WHAT TO WORK ON: While copying the entries exactly, leave out each picture they contain.

PROVIDED ENTRIES:
◆ ◆ ◆

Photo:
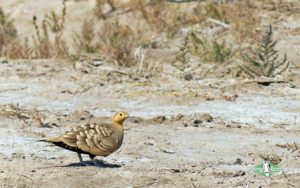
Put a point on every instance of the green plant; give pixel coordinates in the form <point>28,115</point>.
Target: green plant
<point>263,61</point>
<point>55,22</point>
<point>84,40</point>
<point>8,32</point>
<point>182,62</point>
<point>214,52</point>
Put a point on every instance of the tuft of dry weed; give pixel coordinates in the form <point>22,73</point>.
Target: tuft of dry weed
<point>117,43</point>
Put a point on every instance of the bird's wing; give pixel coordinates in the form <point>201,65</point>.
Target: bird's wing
<point>96,139</point>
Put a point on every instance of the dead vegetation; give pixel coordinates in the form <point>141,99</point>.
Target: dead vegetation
<point>263,61</point>
<point>28,116</point>
<point>230,26</point>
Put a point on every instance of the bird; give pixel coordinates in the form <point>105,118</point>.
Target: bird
<point>94,139</point>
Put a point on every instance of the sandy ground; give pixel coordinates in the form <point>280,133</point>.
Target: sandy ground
<point>207,132</point>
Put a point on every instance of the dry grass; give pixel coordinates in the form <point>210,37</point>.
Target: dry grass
<point>117,42</point>
<point>46,46</point>
<point>28,116</point>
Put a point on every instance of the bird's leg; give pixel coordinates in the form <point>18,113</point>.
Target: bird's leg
<point>93,159</point>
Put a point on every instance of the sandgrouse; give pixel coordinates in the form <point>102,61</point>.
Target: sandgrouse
<point>95,139</point>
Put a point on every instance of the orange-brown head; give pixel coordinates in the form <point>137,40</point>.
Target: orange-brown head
<point>120,117</point>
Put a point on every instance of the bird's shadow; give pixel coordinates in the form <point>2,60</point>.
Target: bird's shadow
<point>99,163</point>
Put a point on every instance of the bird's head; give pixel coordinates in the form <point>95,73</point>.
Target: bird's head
<point>120,117</point>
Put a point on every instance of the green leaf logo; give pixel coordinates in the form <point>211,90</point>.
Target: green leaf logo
<point>267,169</point>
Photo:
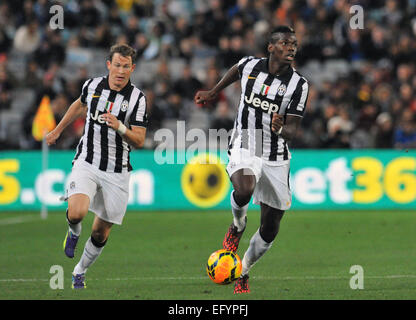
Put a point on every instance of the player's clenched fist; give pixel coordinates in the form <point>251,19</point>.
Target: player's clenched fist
<point>201,97</point>
<point>277,122</point>
<point>51,137</point>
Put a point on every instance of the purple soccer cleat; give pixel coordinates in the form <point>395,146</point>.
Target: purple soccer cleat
<point>70,243</point>
<point>78,281</point>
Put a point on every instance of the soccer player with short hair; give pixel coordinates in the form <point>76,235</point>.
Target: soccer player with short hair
<point>272,104</point>
<point>99,181</point>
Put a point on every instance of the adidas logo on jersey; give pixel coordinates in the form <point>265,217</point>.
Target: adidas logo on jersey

◆ ◆ ◆

ANSWER TO THIS TASK:
Photo:
Put a point on every instance of the green plant; give pixel coordinates in the form <point>28,115</point>.
Target: green plant
<point>263,61</point>
<point>55,22</point>
<point>84,40</point>
<point>8,32</point>
<point>182,62</point>
<point>214,52</point>
Put a point on every instance of the tuft of dry weed; give pixel coordinates in the form <point>22,73</point>.
Target: tuft of dry weed
<point>117,43</point>
Put a point on every instance of the bird's wing; give pixel coordinates in the form <point>201,65</point>.
Target: bird's wing
<point>96,139</point>
Put a point on every instance of the dead vegetation; give pixel coordinates in the form <point>141,99</point>.
Target: dead vegetation
<point>263,61</point>
<point>28,116</point>
<point>230,26</point>
Put a point on every instance of the bird; give pixel coordinates in the form <point>105,118</point>.
Target: bird
<point>94,139</point>
Put a point on every instance of the sandy ground; give pixel coordinates in the form <point>280,133</point>.
Target: sandy ground
<point>207,132</point>
Put a point on every instance of the dry grass; give pixel coordinates in the form <point>210,37</point>.
Target: dry grass
<point>117,42</point>
<point>46,46</point>
<point>28,116</point>
Put a point on every instance of the bird's leg; give pixel coordinates in the form <point>18,113</point>.
Target: bird's leg
<point>93,159</point>
Put a point on every instance of the sandgrouse; give pixel coordinates in the form <point>102,61</point>.
Target: sandgrouse
<point>95,139</point>
Put a point on every instance of the orange-brown head; give pixel coordinates in the form <point>137,40</point>.
Target: orange-brown head
<point>120,117</point>
Put a point on every instance of the bird's shadow; give pixel coordinates in the form <point>2,60</point>.
Target: bird's shadow
<point>99,163</point>
Put a point on every instance of the bird's head; give pixel coordinates in the form <point>95,73</point>.
Target: bird's head
<point>120,117</point>
Put a point on every instance of the green leaf logo; give pixel coordinates in the form <point>211,90</point>.
Target: green leaf logo
<point>267,169</point>
Photo:
Put a point on every instance of the player's clenched fist; give pixel coordinates in the form <point>251,19</point>.
Target: player's clenched fist
<point>201,97</point>
<point>277,122</point>
<point>51,137</point>
Put a point on every instance of the purple soccer cleat; give pixel coordinates in the form <point>395,146</point>.
Target: purple soccer cleat
<point>70,243</point>
<point>78,281</point>
Put a point on every instance of the soccer player with short hair; give pixel coordinates in the form <point>76,235</point>.
Target: soccer player with short hair
<point>272,104</point>
<point>99,181</point>
Put a point on every instance of the adidas logo on jersey; give pixel coordinates in the form <point>265,217</point>.
Target: adidas logo on jersey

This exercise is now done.